Aim A
According to the restricted stock unit award terms, until when is an Award payment to a "specified employee" delayed after Separation from Service?
Aim B
Print the restricted stock unit award terms from "Capital Adjustments and" up to and including "Award so replaced.".
Aim C
Proceed with the restricted stock unit award terms, starting right after their final sentence.

Excerpt
══════════════════════════════

Section 409A Payment Rules . Notwithstanding Section 5 or any other provisions of this Description to the contrary, if the Company makes a good faith determination that a payment of the Award (a) constitutes a deferral of compensation for purposes of Section 409A of the Code, (b) is made to the Participant by reason of his or her Separation from Service and (c) at the time such payment would otherwise be made the Participant is a "specified employee" (within the meaning of Section 409A of the Code, using the identification methodology selected by the Company from time to time), the payment will be delayed until the first day of the seventh month following the date of the Participant’s Separation from Service. Furthermore, if the Restricted Stock Units are no longer subject to a substantial risk of forfeiture prior to a Change in Control, and the Change in Control does not constitute a change in the ownership or effective control of the Company or in the ownership of a substantial portion of the assets of the Company (within the meaning of Section 409A of the Code), shares of Stock paid in settlement of the Restricted Stock Units will be paid at the applicable time described in Sections 3 and 5 , determined without regard to the occurrence of the Change in Control.
7.
Dividends . The Participant will not be entitled to receive any cash dividends or dividend equivalents with respect to the Restricted Stock Units during the Restricted Period. However,

3

Exhibit 10.4

at the same time that shares of Stock are issued under Section 5 , the Participant (or the Participant’s beneficiary) will also receive a lump sum cash payment equal to the amount of cash dividends that are paid or declared by the Company during the Restricted Period (but prior to the date of payment of the Award pursuant to Section 5 ) on the number of shares of Stock issued to the Participant (or the Participant’s beneficiary).
8.
Capital Adjustments and Reorganizations . The number of Restricted Stock Units covered by the Award will be subject to equitable adjustment, as determined by the Committee, to reflect any stock dividend, stock split, share combination, separation, reorganization, liquidation or the like, of or by the Company. In the event of any such transaction or event, the Committee, in its discretion, may provide in substitution for the Award such alternative consideration as it, in good faith, may determine to be equitable in the circumstances and may require in connection with such substitution the surrender of the Award so replaced.
9.
Clawback Provisions . If the Participant is an officer of the Company ("Officer"), and the Board (or an appropriate committee thereof) has determined that any fraud, negligence, or intentional misconduct by the Participant was a significant contributing factor to the Company having to restate all or a portion of its financial statement(s), the Board or committee will take, in its discretion, such action as it deems necessary to remedy the misconduct and prevent its recurrence. In determining what remedies to pursue, the Board or committee will take into account all relevant factors, including whether the restatement was the result of fraud, negligence, or intentional misconduct. The Board or committee will, to the extent permitted by applicable law, in all appropriate cases, among other rights to require reimbursement of, or any gains realized from, any bonus or incentive compensation paid or awarded to the Officer, cause the cancellation of restricted or deferred stock awards, if and to the extent that (a) the amount of incentive compensation was calculated based upon the achievement of certain financial results that were subsequently reduced due to a restatement, (b) the Officer engaged in any fraud or misconduct that caused or contributed to the need for the restatement, and (c) the amount of the incentive compensation that would have been awarded to the Officer had the financial results been properly reported would have been lower than the amount actually awarded. In addition, the Board may dismiss the Officer, authorize legal action, or take such other action to enforce the Officer’s obligations to the Company as it may deem appropriate in view of all the facts surrounding the particular case. The Company will not seek to recover awards as detailed above that became vested more than three years prior to the date the applicable restatement is disclosed.

══════════════════════════════

Extracted entries
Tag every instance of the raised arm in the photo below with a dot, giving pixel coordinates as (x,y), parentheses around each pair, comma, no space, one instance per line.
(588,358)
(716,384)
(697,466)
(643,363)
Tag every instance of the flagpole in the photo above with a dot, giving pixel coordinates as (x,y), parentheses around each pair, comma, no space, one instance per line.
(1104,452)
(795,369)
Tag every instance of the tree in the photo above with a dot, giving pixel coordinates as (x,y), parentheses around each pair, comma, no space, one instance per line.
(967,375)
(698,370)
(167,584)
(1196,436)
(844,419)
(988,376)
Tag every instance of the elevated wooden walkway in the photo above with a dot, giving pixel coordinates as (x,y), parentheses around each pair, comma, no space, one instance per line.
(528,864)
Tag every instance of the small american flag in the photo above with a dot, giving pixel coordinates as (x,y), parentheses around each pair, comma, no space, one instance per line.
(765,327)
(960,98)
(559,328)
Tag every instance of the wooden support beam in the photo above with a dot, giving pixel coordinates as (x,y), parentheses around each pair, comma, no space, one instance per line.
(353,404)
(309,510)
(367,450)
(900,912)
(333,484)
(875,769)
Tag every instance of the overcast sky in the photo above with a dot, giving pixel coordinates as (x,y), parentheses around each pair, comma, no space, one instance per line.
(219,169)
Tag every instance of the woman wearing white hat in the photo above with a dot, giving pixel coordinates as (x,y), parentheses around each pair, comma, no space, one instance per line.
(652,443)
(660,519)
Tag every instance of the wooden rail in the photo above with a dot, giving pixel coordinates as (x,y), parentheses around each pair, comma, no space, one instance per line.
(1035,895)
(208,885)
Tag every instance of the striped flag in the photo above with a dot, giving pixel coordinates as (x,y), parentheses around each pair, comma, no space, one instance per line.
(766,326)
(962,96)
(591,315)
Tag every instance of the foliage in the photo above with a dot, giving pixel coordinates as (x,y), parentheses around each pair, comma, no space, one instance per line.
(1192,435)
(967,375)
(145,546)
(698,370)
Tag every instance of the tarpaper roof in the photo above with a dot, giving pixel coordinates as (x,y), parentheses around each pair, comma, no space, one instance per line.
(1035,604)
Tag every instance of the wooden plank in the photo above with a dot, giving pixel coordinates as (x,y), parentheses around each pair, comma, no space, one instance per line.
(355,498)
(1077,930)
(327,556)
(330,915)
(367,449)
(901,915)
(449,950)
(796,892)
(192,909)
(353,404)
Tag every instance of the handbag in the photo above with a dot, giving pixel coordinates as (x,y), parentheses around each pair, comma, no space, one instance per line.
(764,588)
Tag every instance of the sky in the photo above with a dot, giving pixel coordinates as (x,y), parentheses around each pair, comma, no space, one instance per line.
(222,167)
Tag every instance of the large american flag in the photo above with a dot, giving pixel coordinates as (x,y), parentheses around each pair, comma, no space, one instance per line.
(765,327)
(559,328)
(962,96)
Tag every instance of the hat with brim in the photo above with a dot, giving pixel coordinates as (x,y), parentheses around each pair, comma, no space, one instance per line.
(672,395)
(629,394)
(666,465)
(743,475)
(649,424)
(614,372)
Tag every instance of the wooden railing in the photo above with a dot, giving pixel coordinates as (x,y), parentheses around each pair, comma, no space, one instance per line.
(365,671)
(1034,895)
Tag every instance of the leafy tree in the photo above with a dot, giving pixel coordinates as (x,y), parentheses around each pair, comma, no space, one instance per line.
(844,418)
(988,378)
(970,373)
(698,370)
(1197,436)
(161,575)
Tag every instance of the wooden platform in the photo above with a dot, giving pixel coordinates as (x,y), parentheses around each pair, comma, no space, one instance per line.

══════════════════════════════

Expected answer A
Until the first day of the seventh month following the date of the Participant's Separation from Service.

Expected answer B
Capital Adjustments and Reorganizations . The number of Restricted Stock Units covered by the Award will be subject to equitable adjustment, as determined by the Committee, to reflect any stock dividend, stock split, share combination, separation, reorganization, liquidation or the like, of or by the Company. In the event of any such transaction or event, the Committee, in its discretion, may provide in substitution for the Award such alternative consideration as it, in good faith, may determine to be equitable in the circumstances and may require in connection with such substitution the surrender of the Award so replaced.

Expected answer C
10.
Taxes, Transaction Costs and Withholding . The Participant will be solely responsible for the payment of all taxes and transaction costs relating to the granting, vesting and payment of the Award. It will be a condition to the obligation of the Company to issue or transfer shares of Stock that the Participant pay to the Company, upon its demand, such amount as may be requested by the Company for the purpose of satisfying its liability to withhold federal, state or local income or other taxes incurred in connection with the Award. If the amount requested is not paid, the Company may refuse to issue or transfer shares of Stock to the Participant (or to the Participant’s beneficiary).
11.
Administration . The authority to interpret and administer the terms and conditions of this Award will be vested in the Committee, and the Committee will have all powers with respect thereto as it has with respect to the Plan. Any interpretation of the Description by the Committee and any decision made by it with respect to the Description is final and binding.

4

Exhibit 10.4

12.
Relation to Plan . Notwithstanding anything in this Description to the contrary, the terms of this Description will be subject to the terms of the Plan, a copy of which may be obtained by the Participant from the office of the Secretary of the Company. Any amendment to the Plan will be deemed to be an amendment to this Description to the extent that the amendment is applicable hereto.
13.
No Employment Contract. Nothing contained in this Description will (a) confer upon the Participant any right to be employed by or remain employed by the Company or any Related Company, or (b) limit or affect in any manner the right of the Company or any Related Company to terminate the employment or adjust the compensation of the Participant.
14.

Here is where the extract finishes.